▶ _Brief_
Reproduce the material below word for word, starting at the line containing "Reviewer note: verify that every instance of the camel's front" and ending at the line containing "column 104, row 143", with both of those lines included.

◆ ◆ ◆

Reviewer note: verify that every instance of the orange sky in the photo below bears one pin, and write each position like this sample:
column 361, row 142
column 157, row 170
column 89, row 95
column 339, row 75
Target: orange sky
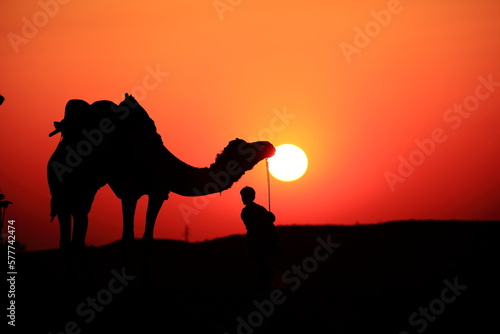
column 356, row 87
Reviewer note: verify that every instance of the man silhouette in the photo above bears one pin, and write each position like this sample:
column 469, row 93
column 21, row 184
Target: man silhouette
column 262, row 236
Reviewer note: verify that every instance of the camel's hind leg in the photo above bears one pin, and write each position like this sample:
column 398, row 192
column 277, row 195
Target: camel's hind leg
column 154, row 206
column 128, row 210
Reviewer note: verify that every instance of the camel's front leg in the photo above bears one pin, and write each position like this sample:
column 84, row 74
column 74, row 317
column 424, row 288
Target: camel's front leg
column 128, row 211
column 154, row 206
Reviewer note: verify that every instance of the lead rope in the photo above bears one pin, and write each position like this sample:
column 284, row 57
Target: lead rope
column 268, row 186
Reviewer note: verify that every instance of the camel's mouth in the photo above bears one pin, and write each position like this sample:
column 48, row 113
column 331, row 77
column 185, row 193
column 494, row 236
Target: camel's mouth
column 264, row 149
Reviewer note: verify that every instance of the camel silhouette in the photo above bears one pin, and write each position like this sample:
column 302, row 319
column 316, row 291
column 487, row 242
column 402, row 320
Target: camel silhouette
column 104, row 143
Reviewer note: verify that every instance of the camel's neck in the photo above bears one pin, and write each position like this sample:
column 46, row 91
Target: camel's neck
column 192, row 181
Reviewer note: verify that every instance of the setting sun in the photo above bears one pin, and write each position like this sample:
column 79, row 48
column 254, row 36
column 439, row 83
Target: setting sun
column 289, row 163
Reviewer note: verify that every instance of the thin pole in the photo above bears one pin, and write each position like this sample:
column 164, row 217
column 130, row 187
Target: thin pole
column 268, row 186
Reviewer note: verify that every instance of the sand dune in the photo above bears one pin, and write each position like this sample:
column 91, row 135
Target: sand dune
column 408, row 276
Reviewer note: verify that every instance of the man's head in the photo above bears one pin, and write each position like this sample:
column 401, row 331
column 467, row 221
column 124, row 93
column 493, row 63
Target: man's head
column 247, row 195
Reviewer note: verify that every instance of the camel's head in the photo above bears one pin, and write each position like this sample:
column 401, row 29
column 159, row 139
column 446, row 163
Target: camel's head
column 239, row 155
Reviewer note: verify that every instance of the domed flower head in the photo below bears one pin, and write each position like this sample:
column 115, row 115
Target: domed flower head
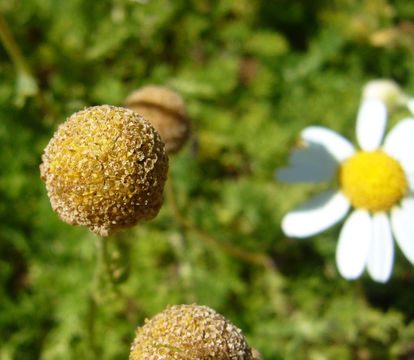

◆ ◆ ◆

▶ _Task output_
Reviewer note: verify that every instance of the camel's front leg in the photo above bears one pin, and write each position like this sample:
column 84, row 74
column 74, row 317
column 424, row 288
Target: camel's front leg
column 128, row 211
column 154, row 206
Reviewer note: verify that every instance of the lead rope in the photo above bears one pin, and write each position like this sample:
column 284, row 57
Target: lead rope
column 268, row 186
Reviewer note: verify that every instance of the camel's mouth in the photo above bears one pin, and write each position like this sample:
column 48, row 113
column 331, row 77
column 185, row 193
column 494, row 236
Target: camel's mouth
column 264, row 149
Reviewer note: verify that every instance of the camel silhouette in the photo above bears one pin, and write each position like this sample:
column 302, row 319
column 316, row 291
column 487, row 242
column 402, row 320
Target: camel silhouette
column 104, row 143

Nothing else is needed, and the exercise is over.